* Text to read *
# 4x8 custom panel glue up



## maguru (Jan 30, 2020)

I want to make custom designed 4×8 panels as I see a business oportunity with a local Architecture/Design studio. In my country we don't have many variety in panels and materials so I was thinking that I could introduce them some custom panels for their wood based design works.

I haven't found what machines are used in glueing up large panels in the industry, mostly because I lack vocabulary (I'm from south america) and there isn't much available in spanish to be honest.

Anybody has an idea of what terms should I be searching for?

Greatly appreciated


----------



## Unknowncraftsman (Jun 23, 2013)

4 ft x 8 ft would be a sheet of plywood. 
Try looking up plywood machines or machinery.


----------



## Loren (May 30, 2008)

You want to veneer cores or make the cores yourself?

Veneering, laminating cores is way easier and less expensive than making cores I think, which uses hug machines.

For veneering multiple sheets at one time presses that exert many tons of force are used.


----------



## wildwoodbybrianjohns (Aug 22, 2019)

I think I would approach it this way:

Like AJ2 suggested, using plywood.










You might use chapa de madera to cover the plywood (contrachapado de madera), if you want specialized colours or woods, but you would need a very big press for this.

Contrachapado de abedul is baltic birch plywood. You should be able to get this in S.A.

Contrachapado marino is much higher quality. You could probably order or buy this anywhere there is a boats/yachts industry.

Hope that helps.

Donde vives?


----------



## DS (Oct 10, 2011)

Sounds like you're looking for a hot press.










This is not mass production, but will make panels.
Cost $31k USD plus shipping and install.

Not cheap either.

* Stated goal 1 *
Using the forum thread on panel glue-ups, decide whether each statement agrees with it: (a) one reply says a 4 ft by 8 ft panel would be a sheet of plywood; (b) the hot press that is mentioned costs $31k USD with shipping included; (c) the person asking says plenty of material on the subject is available in Spanish. Answer yes or no for each and quote the words from the thread that decide it.

* Data supplied *
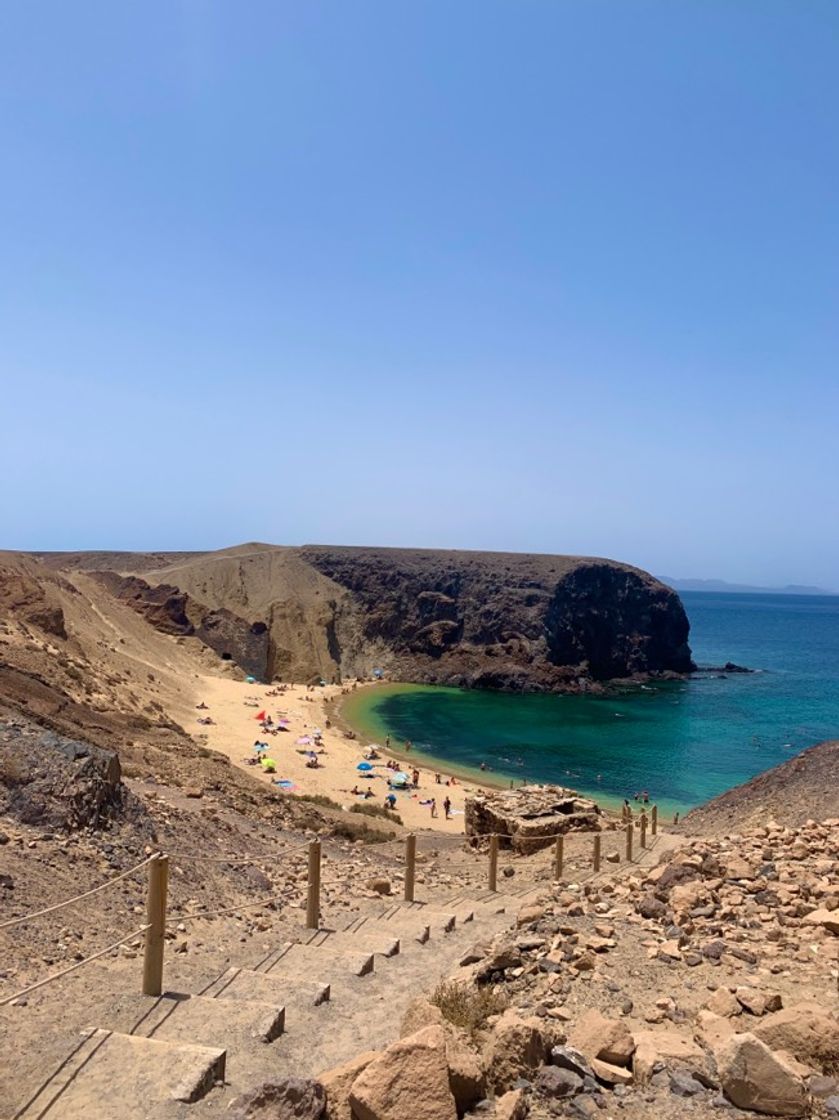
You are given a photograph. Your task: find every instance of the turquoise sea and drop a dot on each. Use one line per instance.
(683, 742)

---

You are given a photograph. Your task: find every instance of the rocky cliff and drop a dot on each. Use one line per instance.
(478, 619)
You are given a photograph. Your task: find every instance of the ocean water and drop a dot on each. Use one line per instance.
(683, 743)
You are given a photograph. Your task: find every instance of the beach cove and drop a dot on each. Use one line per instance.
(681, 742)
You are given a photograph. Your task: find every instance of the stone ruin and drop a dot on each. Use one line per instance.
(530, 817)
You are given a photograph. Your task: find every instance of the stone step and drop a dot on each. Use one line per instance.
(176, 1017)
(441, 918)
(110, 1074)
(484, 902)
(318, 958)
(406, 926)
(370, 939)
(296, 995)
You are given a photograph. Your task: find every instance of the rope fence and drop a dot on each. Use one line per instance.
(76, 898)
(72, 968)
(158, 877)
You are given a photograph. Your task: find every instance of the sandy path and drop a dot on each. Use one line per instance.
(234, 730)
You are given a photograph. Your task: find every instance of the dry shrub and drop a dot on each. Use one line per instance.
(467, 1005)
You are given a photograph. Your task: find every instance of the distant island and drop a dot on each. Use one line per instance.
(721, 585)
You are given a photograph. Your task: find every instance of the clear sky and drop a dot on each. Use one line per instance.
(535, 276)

* Stated goal 2 *
Convert part of the records into a Markdown table with the columns Number and Record line. Start at the line that has "of the sandy" and end after the line that has "(467, 1005)". Include only those lines, give each its own row, and skip blank lines.

* Task response 1 *
(a) Yes: "4 ft x 8 ft would be a sheet of plywood."
(b) No: "Cost $31k USD plus shipping and install."
(c) No: "there isn't much available in spanish to be honest."

* Task response 2 *
| Number | Record line |
|---|---|
| 1 | You are given a photograph. Your task: find every instance of the sandy path and drop a dot on each. Use one line per instance. |
| 2 | (234, 730) |
| 3 | You are given a photograph. Your task: find every instance of the dry shrub and drop a dot on each. Use one line per instance. |
| 4 | (467, 1005) |